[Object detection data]
---

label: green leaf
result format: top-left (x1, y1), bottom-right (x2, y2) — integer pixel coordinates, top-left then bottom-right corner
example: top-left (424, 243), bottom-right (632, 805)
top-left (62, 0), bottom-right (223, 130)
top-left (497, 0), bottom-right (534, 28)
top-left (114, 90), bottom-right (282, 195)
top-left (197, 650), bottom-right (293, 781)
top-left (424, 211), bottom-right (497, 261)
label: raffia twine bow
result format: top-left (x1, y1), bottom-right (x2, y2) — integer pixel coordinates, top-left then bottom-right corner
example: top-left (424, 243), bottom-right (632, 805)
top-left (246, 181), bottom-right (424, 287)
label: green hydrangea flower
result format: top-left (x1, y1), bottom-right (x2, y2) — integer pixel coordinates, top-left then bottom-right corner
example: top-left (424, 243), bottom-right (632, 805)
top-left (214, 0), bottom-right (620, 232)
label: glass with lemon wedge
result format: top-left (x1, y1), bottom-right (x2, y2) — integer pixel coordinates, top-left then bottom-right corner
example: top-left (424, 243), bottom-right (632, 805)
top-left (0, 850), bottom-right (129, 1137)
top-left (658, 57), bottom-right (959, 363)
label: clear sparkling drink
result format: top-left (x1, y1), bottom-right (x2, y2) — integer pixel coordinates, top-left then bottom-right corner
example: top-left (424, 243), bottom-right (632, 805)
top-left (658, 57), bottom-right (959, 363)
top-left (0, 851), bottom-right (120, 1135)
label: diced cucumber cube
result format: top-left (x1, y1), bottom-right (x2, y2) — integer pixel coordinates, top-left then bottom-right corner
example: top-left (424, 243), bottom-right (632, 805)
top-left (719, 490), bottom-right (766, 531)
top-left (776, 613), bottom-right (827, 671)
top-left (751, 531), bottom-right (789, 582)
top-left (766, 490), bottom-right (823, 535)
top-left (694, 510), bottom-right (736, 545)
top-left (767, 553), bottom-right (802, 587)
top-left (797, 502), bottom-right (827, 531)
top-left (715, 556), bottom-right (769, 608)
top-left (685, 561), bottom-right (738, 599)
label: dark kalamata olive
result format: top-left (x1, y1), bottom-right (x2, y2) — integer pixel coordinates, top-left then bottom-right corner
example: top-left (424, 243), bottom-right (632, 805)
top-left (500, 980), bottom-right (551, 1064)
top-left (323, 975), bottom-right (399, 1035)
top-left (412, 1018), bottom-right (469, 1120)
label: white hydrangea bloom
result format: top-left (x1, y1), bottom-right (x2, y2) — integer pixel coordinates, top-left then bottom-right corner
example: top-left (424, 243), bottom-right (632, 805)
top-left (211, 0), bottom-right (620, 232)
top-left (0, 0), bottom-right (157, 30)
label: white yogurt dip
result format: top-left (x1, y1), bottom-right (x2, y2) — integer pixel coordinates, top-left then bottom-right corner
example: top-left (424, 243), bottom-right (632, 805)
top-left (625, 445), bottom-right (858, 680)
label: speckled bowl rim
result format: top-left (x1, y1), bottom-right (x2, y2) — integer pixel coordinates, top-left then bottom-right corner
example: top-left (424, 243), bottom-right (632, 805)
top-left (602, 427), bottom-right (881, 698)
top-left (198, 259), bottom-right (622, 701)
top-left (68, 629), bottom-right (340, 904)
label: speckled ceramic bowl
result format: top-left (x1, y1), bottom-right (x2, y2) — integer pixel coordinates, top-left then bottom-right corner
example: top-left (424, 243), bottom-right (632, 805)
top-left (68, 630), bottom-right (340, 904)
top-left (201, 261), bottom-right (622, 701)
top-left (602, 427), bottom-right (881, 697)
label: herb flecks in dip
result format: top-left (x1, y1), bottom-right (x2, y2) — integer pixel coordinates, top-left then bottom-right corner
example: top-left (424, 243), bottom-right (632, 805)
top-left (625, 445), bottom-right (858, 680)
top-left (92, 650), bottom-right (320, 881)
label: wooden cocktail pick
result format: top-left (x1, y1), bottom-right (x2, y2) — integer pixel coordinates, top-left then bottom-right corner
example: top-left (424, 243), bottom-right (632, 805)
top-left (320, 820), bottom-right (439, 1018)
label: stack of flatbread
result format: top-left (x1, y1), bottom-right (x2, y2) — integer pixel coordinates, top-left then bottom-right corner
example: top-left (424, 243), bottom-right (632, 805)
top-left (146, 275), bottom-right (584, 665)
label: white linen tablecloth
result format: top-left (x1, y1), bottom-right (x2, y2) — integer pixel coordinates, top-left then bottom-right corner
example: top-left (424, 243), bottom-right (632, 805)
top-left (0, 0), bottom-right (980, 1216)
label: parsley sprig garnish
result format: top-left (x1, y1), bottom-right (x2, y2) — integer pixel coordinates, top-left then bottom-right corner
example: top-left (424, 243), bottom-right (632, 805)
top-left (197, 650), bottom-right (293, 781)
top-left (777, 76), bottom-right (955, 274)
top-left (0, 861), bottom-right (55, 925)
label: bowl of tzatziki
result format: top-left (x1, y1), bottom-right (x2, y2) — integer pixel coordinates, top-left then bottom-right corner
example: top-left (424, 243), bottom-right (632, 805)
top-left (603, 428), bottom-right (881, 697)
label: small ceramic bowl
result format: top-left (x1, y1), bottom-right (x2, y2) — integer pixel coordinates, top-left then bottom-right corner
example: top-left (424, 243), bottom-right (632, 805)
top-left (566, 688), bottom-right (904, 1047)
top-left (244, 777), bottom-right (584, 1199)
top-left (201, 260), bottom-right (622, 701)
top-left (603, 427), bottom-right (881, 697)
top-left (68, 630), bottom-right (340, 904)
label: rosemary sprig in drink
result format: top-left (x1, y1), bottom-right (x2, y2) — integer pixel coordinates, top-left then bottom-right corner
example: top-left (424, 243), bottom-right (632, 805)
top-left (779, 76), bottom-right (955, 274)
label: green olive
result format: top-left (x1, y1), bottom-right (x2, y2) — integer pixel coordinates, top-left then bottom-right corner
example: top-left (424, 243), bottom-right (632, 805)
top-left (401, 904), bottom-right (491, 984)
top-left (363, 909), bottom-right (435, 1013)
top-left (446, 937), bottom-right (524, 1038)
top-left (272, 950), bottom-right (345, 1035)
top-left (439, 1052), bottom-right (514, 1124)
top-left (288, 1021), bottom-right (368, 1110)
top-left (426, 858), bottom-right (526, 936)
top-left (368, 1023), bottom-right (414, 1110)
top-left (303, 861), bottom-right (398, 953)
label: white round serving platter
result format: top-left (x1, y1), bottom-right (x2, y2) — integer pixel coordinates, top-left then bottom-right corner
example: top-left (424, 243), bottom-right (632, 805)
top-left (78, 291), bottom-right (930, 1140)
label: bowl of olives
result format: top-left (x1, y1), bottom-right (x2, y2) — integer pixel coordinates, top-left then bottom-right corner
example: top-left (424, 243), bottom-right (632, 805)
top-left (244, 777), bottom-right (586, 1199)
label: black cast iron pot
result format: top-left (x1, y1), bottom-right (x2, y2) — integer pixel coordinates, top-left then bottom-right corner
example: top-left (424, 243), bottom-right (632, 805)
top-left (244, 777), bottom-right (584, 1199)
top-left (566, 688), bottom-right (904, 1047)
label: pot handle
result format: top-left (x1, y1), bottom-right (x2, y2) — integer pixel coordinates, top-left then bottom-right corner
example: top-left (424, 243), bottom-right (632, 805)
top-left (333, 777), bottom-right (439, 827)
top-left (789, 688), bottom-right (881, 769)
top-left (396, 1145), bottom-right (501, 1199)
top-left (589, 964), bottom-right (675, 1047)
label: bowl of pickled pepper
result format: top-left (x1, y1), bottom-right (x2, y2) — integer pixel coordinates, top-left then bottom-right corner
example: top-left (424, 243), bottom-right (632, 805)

---

▸ Your instructions: Report every line of the data above that contains the string "ceramic". Matching is case-sensitive.

▸ Response for this exercise:
label: speckled ceramic bowl
label: small ceramic bowl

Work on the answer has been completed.